## [제시된 자료]

◆ ◆ ◆ ◆

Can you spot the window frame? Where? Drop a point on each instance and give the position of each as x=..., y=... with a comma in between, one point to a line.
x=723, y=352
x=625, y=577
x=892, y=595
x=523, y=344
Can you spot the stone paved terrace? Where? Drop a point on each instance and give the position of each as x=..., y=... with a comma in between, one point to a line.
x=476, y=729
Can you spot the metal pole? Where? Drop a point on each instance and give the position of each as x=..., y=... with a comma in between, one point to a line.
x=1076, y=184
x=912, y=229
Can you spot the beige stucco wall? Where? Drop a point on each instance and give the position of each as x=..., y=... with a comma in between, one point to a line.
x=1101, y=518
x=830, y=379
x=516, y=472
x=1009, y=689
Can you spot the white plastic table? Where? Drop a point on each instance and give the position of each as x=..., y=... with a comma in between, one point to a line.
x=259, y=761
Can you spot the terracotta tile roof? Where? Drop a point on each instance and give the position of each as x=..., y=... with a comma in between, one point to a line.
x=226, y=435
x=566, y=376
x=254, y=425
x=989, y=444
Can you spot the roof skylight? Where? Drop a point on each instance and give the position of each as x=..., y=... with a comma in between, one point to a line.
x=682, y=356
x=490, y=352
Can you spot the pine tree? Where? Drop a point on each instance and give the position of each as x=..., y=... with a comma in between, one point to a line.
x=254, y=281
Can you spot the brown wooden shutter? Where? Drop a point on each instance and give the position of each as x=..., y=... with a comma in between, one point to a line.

◆ ◆ ◆ ◆

## [작업 목표]
"Can you spot the pine" 문구가 있는 줄부터 "x=254, y=281" 문구가 있는 줄까지 양 끝 줄을 포함해 기록을 요청까지 빠짐없이 다시 적으세요. 답에 나온 모든 좌표 값에는 117을 더하고, 이 범위 밖의 줄은 적지 마세요.

## [답변 내용]
Can you spot the pine tree? Where? Drop a point on each instance and give the position of each as x=..., y=... with a comma in between, one point to a line.
x=371, y=398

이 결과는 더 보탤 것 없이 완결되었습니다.